EXERCISE AIM: Drop the pictures and repeat the remaining data exactly.

□ □ □ □ □ □ □

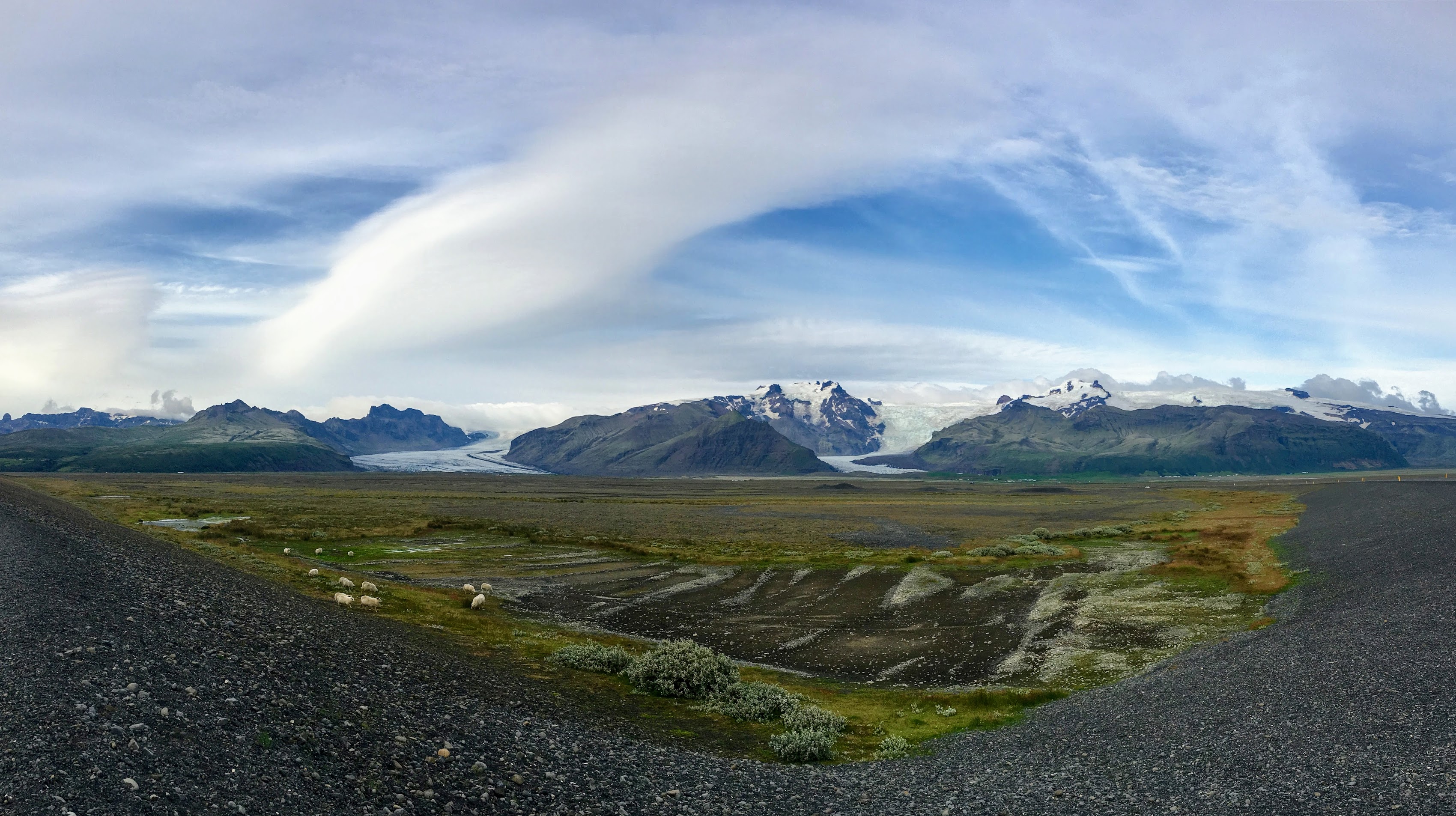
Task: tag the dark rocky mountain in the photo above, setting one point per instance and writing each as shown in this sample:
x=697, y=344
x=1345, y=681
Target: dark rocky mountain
x=232, y=437
x=79, y=418
x=822, y=417
x=699, y=438
x=1026, y=438
x=1424, y=441
x=229, y=437
x=382, y=431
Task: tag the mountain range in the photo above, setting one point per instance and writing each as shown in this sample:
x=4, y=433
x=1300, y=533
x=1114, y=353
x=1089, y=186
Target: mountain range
x=1026, y=438
x=232, y=437
x=698, y=438
x=1082, y=424
x=81, y=418
x=1077, y=425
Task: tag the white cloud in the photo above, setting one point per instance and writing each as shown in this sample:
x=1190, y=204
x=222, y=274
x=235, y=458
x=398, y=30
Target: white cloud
x=70, y=337
x=596, y=201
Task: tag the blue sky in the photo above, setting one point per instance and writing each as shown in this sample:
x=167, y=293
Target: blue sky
x=519, y=211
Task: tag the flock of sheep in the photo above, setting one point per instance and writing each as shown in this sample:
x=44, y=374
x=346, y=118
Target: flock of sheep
x=372, y=601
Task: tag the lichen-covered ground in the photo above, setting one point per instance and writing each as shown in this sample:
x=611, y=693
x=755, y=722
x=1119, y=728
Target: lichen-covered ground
x=881, y=629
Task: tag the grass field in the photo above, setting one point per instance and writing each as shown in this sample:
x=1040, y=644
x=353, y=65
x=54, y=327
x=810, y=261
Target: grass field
x=1215, y=545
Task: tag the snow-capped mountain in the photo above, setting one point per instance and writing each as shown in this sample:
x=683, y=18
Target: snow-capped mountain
x=820, y=415
x=1068, y=399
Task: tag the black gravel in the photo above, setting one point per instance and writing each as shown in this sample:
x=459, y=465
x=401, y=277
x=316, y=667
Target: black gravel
x=281, y=705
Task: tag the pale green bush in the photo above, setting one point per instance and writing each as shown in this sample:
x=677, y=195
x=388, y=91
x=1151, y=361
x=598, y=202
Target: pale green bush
x=893, y=748
x=753, y=702
x=804, y=745
x=682, y=668
x=593, y=658
x=813, y=718
x=1040, y=550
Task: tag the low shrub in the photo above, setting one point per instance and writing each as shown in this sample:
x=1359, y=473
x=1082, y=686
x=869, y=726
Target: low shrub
x=813, y=719
x=753, y=702
x=1040, y=550
x=593, y=658
x=893, y=748
x=682, y=668
x=804, y=745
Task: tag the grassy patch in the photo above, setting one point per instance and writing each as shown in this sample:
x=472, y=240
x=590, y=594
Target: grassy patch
x=1213, y=540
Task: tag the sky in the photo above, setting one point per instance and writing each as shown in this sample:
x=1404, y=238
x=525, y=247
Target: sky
x=510, y=213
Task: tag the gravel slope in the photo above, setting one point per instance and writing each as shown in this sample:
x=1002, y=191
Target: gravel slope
x=1343, y=707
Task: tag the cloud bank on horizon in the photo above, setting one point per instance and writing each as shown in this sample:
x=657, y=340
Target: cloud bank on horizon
x=525, y=208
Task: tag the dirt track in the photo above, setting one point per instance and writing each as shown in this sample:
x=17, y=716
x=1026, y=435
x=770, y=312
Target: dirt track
x=1342, y=707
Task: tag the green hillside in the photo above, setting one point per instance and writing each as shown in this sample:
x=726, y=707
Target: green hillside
x=223, y=438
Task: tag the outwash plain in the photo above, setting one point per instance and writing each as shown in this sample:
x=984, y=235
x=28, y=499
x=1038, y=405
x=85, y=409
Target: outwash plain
x=1119, y=646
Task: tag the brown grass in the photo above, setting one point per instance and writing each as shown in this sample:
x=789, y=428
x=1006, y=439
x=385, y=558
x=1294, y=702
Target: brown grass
x=1231, y=543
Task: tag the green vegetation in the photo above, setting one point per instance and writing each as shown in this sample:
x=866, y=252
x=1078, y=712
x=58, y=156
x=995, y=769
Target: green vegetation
x=1183, y=560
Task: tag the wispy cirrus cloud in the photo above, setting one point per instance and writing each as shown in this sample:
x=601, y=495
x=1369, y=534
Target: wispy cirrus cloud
x=597, y=204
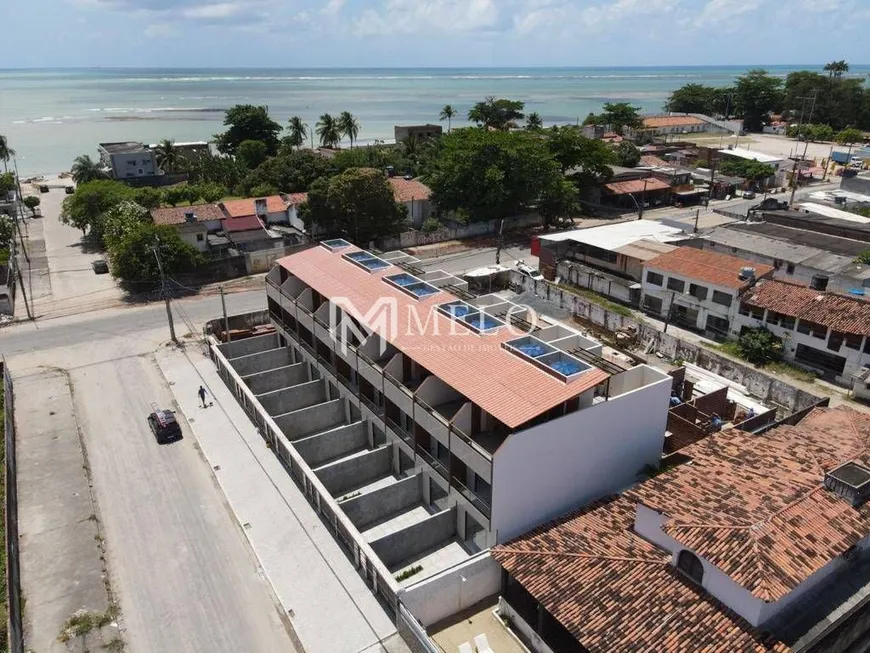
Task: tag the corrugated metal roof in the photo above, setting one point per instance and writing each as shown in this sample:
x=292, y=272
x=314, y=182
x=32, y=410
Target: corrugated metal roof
x=504, y=385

□ □ □ □ □ □ □

EXERCISE SOLUTION:
Task: tag the dark rocky mountain in the photo above, setting one point per instance and writing each as shown in this sample:
x=697, y=344
x=1345, y=681
Target: dark rocky mountain
x=232, y=437
x=79, y=418
x=822, y=417
x=699, y=438
x=1026, y=438
x=1424, y=441
x=229, y=437
x=382, y=431
Task: tag the mountain range in the photo above, setting one point per instance and writing each as shown in this sample:
x=4, y=433
x=1300, y=533
x=1114, y=353
x=1089, y=186
Target: mountain range
x=1026, y=438
x=232, y=437
x=698, y=438
x=1082, y=424
x=81, y=418
x=1077, y=425
Task: tag the white cloud in the photo above, setting one point per instance and writing each as shown in this sample:
x=1190, y=204
x=222, y=274
x=235, y=458
x=398, y=30
Target: white cloud
x=70, y=337
x=596, y=201
Task: tag the blue sky in the photo above, setting one point per instance and writing each as shown in this sample:
x=167, y=293
Target: blue sky
x=519, y=211
Task: tag the flock of sheep in the photo above, setting one point per instance and writing each as shown in this sample:
x=44, y=374
x=346, y=118
Target: flock of sheep
x=372, y=601
Task: tag the lichen-covered ground in the photo above, setting one point per instance and writing each as shown in this sample:
x=611, y=693
x=755, y=722
x=1119, y=728
Target: lichen-covered ground
x=881, y=629
Task: tag the grass field in the photo above, setting one point per instance and writing each as shown in this sample:
x=1040, y=644
x=353, y=65
x=54, y=327
x=810, y=261
Target: grass field
x=1215, y=545
Task: tag the snow-capped mountain in the photo above, setting one point per instance and writing each as shown in this sample:
x=683, y=18
Target: snow-capped mountain
x=820, y=415
x=1068, y=399
Task: tag the black gravel in the photo above, setting one point per instance and writing each as shown in this sample:
x=459, y=465
x=401, y=277
x=316, y=667
Target: black gravel
x=281, y=705
Task: tag the pale green bush in the photo above, setting one point per instance and writing each as shown in this sample:
x=677, y=195
x=388, y=91
x=1151, y=361
x=598, y=202
Target: pale green bush
x=893, y=748
x=753, y=702
x=804, y=745
x=682, y=668
x=593, y=658
x=813, y=718
x=1040, y=550
Task: tag the low shrub in the photo above, setting one point per instance and writing each as shown in this sample:
x=1359, y=473
x=1082, y=686
x=869, y=726
Target: low shrub
x=813, y=719
x=753, y=702
x=1040, y=550
x=593, y=658
x=893, y=748
x=682, y=668
x=804, y=745
Task: tag the grassy patch in the photo above, setting one point per instance and writing each as shown in this sample:
x=472, y=240
x=590, y=594
Target: grassy patch
x=1213, y=540
Task: tag the sky in the photo above, setting one point per instance and writing each as shown in this sample:
x=1404, y=238
x=525, y=247
Target: sky
x=510, y=213
Task: tag the gravel slope in the photo above, setting one point per instance and writing each as shown in this sample:
x=1002, y=191
Target: gravel slope
x=1343, y=707
Task: tag the cloud bank on horizon in the photo above, setting one point per instance and writing each as shown in this sample:
x=657, y=340
Target: cloud bank on horizon
x=525, y=208
Task: tag the dirt track in the photo above, setting one point per instance and writing each as shown in this sample:
x=17, y=716
x=1026, y=435
x=770, y=312
Target: dirt track
x=1342, y=707
Task: tag the green hillside in the photo above, setting one point per instance and writing each as shown in this sample:
x=726, y=707
Target: green hillside
x=223, y=438
Task: tag the outwash plain in the photo above, setting one point per instance and writing each as shown in this sample:
x=984, y=235
x=28, y=499
x=1038, y=405
x=85, y=409
Target: outwash plain
x=1119, y=646
Task: tag the brown grass in the photo above, setting one point per instance and writing each as shown in this sample:
x=789, y=428
x=1006, y=439
x=385, y=558
x=1294, y=702
Target: brown grass
x=1231, y=543
Task: tag the green vegetation in the photo above, setting one point per instance and writing each as shown in this sample:
x=866, y=252
x=1078, y=712
x=58, y=156
x=995, y=769
Target: green vegetation
x=1183, y=560
Task: tag the wispy cirrus cloud in the photo above, setting one point per instance and writing each as shown in this sample:
x=601, y=495
x=1369, y=534
Target: wispy cirrus cloud
x=597, y=204
Task: tag the corrugated metal roof in the photo above, setting one point per instance and writing each as shown in this sample:
x=292, y=272
x=314, y=182
x=32, y=410
Target: corrugated metal roof
x=504, y=385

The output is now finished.